• **Task description**
Within the data below, how many lines contain "foliage"? Reply with the number only.

• **Records for this exercise**
● ● ● ● ● ● ●
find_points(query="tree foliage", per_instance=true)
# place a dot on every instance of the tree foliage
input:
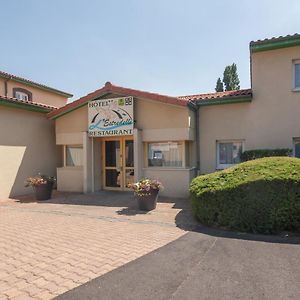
(219, 86)
(230, 79)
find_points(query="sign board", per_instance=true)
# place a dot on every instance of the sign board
(110, 117)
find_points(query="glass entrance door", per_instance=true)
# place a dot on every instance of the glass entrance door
(118, 163)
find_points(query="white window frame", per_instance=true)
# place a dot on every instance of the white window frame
(224, 166)
(294, 88)
(184, 156)
(22, 96)
(65, 155)
(296, 140)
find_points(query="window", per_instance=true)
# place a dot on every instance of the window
(73, 156)
(22, 94)
(296, 150)
(228, 153)
(166, 154)
(297, 75)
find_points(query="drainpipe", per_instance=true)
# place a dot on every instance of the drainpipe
(195, 108)
(5, 86)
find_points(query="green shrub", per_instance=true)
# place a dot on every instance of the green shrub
(260, 196)
(260, 153)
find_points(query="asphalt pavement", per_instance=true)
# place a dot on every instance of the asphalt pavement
(205, 264)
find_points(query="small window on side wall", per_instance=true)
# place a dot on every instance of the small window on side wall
(296, 148)
(228, 153)
(22, 94)
(73, 156)
(166, 154)
(297, 75)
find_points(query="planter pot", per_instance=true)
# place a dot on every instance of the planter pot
(147, 202)
(43, 191)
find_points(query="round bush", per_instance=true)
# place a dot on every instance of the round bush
(259, 196)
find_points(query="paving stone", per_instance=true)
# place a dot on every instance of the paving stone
(48, 249)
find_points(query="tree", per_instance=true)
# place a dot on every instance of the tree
(230, 78)
(219, 86)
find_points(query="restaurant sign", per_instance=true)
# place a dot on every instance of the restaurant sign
(110, 117)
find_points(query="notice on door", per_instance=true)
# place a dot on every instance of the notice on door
(110, 117)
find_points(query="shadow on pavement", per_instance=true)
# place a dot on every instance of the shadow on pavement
(183, 220)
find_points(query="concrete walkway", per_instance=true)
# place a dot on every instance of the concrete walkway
(208, 264)
(50, 247)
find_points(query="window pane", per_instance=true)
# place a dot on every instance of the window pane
(229, 153)
(129, 153)
(297, 75)
(112, 154)
(165, 154)
(297, 149)
(21, 96)
(74, 156)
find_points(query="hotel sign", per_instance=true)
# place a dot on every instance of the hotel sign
(110, 117)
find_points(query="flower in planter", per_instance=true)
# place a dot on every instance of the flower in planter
(39, 180)
(144, 186)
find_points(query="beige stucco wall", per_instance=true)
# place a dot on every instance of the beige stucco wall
(38, 95)
(2, 86)
(271, 120)
(27, 146)
(70, 179)
(154, 122)
(175, 181)
(156, 115)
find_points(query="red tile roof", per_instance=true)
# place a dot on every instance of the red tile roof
(110, 88)
(181, 100)
(29, 103)
(218, 95)
(33, 83)
(276, 39)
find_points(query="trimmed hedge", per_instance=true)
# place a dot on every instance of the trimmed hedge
(260, 153)
(259, 196)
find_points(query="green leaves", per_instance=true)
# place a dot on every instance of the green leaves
(260, 196)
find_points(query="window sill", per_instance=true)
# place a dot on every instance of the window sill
(169, 168)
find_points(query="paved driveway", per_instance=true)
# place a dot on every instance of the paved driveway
(50, 247)
(205, 264)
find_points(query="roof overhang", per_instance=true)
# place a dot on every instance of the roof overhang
(275, 43)
(34, 84)
(14, 103)
(120, 92)
(224, 100)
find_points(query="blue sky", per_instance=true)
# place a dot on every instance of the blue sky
(167, 46)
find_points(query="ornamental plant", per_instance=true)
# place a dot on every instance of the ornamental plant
(258, 196)
(39, 180)
(144, 186)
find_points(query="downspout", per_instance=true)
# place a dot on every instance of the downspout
(195, 108)
(6, 87)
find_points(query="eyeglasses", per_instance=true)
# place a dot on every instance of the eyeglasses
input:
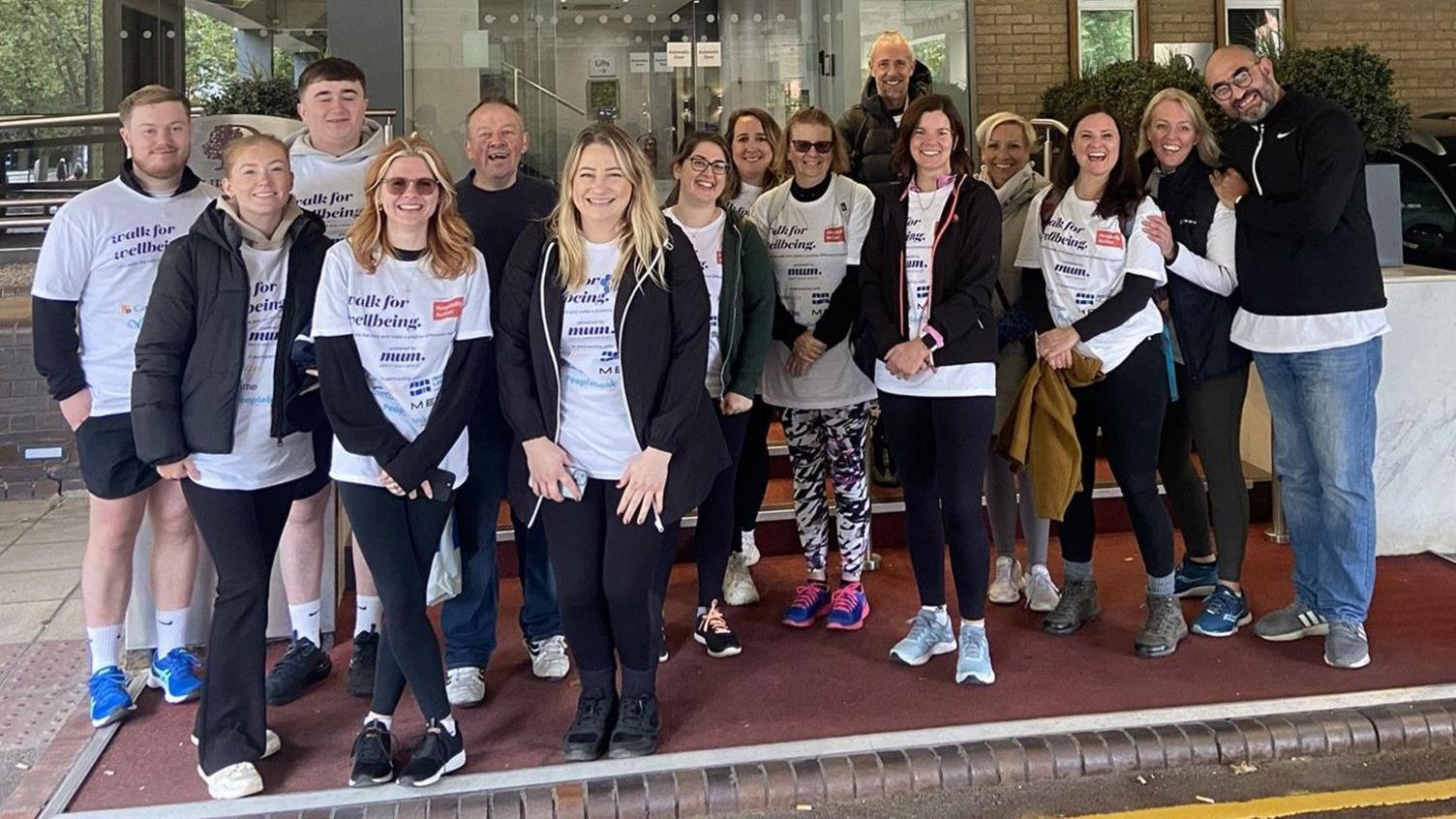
(804, 146)
(425, 185)
(1224, 91)
(699, 165)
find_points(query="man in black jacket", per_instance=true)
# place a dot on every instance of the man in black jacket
(1312, 314)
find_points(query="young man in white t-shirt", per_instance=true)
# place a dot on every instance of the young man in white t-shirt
(329, 158)
(92, 285)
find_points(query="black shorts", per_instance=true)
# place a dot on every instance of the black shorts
(108, 455)
(312, 483)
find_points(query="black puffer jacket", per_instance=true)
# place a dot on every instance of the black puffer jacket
(871, 132)
(1201, 318)
(190, 353)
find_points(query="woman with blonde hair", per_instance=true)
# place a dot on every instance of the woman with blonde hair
(603, 360)
(401, 322)
(1176, 152)
(1007, 143)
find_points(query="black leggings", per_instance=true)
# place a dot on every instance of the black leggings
(751, 481)
(399, 539)
(1209, 414)
(606, 574)
(1129, 407)
(240, 531)
(939, 446)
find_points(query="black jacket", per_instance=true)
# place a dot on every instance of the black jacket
(965, 264)
(1201, 318)
(1305, 239)
(871, 132)
(663, 337)
(190, 353)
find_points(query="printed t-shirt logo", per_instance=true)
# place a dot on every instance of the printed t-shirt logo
(448, 308)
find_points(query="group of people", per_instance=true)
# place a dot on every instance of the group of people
(344, 312)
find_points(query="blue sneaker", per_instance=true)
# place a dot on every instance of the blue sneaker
(809, 602)
(175, 675)
(1195, 579)
(109, 698)
(1224, 612)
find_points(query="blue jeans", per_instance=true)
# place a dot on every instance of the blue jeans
(1322, 406)
(468, 620)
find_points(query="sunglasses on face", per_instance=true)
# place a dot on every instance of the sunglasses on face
(804, 146)
(699, 165)
(396, 185)
(1224, 91)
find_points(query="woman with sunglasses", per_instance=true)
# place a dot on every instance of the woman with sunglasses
(402, 319)
(927, 271)
(740, 293)
(603, 359)
(754, 140)
(815, 225)
(208, 394)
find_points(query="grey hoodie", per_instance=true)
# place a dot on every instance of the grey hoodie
(332, 185)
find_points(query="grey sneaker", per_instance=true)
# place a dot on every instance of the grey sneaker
● ● ● ● ● ● ●
• **The completed task**
2